● SET PROBLEM:
Identify every line below that contains the word "binder", and copy each of those lines in full.

● DATASET CONTENT:
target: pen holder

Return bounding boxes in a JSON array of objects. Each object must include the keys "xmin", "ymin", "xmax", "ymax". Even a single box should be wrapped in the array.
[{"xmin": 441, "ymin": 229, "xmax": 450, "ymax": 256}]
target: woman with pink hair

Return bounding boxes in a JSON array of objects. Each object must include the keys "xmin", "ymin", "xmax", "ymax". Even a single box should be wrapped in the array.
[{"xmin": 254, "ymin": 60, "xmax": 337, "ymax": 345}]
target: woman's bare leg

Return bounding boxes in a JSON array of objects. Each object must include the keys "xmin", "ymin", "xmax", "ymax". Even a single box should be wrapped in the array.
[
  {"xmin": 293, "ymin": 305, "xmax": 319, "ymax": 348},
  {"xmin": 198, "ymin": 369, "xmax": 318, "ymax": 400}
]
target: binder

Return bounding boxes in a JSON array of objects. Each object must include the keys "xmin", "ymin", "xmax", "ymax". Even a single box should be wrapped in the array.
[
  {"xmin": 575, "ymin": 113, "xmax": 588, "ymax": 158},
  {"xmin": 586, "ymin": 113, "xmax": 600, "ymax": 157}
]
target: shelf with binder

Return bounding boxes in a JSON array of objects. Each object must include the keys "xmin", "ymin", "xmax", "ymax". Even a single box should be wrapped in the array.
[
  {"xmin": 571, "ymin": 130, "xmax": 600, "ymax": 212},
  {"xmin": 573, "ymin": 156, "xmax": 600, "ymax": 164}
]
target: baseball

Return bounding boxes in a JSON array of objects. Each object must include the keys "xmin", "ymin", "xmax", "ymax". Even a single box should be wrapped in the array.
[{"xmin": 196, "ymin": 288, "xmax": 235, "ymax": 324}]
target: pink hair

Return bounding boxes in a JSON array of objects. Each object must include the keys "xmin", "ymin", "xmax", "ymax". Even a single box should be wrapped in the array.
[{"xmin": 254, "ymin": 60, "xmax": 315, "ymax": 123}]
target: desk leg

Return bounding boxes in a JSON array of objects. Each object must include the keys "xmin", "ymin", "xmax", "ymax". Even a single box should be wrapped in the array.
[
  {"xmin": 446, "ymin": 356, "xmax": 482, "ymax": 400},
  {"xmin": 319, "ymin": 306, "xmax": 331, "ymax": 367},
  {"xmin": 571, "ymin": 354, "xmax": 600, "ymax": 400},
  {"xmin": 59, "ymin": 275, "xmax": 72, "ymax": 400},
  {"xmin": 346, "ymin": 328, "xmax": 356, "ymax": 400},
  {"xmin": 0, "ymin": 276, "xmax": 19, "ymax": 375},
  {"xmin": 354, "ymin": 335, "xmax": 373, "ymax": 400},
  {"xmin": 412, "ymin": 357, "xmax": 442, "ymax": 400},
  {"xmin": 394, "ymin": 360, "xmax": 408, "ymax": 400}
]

---

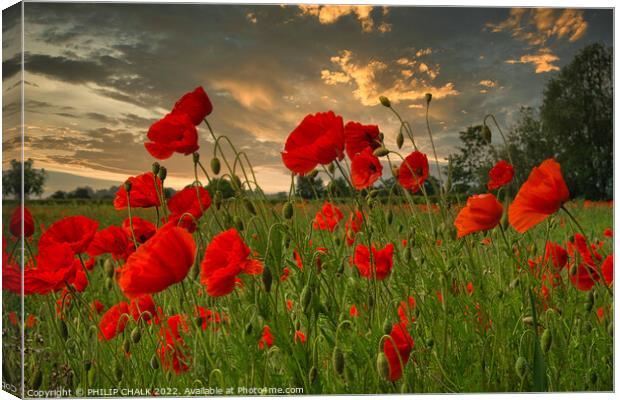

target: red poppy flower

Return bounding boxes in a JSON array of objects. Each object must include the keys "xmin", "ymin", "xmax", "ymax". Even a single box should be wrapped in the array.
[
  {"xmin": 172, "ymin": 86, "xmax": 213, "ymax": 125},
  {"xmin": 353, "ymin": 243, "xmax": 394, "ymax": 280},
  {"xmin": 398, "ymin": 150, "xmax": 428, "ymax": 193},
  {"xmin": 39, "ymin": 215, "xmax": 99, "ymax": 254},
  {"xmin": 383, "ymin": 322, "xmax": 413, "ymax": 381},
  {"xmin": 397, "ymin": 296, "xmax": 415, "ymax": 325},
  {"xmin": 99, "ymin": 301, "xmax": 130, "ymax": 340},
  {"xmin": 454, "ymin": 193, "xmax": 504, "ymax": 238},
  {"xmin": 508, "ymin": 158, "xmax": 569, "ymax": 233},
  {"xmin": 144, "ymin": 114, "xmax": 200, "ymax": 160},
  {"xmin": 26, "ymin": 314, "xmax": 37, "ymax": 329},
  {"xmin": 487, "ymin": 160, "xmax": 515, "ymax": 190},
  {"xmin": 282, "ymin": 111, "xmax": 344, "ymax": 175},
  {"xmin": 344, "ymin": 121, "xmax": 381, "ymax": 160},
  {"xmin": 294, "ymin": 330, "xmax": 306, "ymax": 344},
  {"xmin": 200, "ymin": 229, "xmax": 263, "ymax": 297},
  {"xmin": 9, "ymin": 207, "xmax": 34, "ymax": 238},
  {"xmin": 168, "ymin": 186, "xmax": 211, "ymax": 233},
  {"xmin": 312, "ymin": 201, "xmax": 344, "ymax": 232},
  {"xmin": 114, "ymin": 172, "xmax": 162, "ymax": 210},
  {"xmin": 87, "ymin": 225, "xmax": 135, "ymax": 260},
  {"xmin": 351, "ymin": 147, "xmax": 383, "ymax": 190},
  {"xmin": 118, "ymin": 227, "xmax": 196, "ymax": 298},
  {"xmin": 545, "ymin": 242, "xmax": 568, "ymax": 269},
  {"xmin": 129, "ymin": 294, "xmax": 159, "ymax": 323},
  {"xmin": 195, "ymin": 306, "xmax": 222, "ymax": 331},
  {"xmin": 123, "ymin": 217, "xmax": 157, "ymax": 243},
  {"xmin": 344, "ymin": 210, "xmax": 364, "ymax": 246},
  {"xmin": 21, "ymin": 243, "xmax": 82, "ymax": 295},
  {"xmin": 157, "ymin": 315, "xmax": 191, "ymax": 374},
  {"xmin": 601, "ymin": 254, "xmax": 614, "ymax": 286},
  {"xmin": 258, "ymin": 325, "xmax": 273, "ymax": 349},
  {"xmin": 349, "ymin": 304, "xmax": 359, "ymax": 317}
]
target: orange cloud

● FINAL RESULT:
target: binder
target: shelf with binder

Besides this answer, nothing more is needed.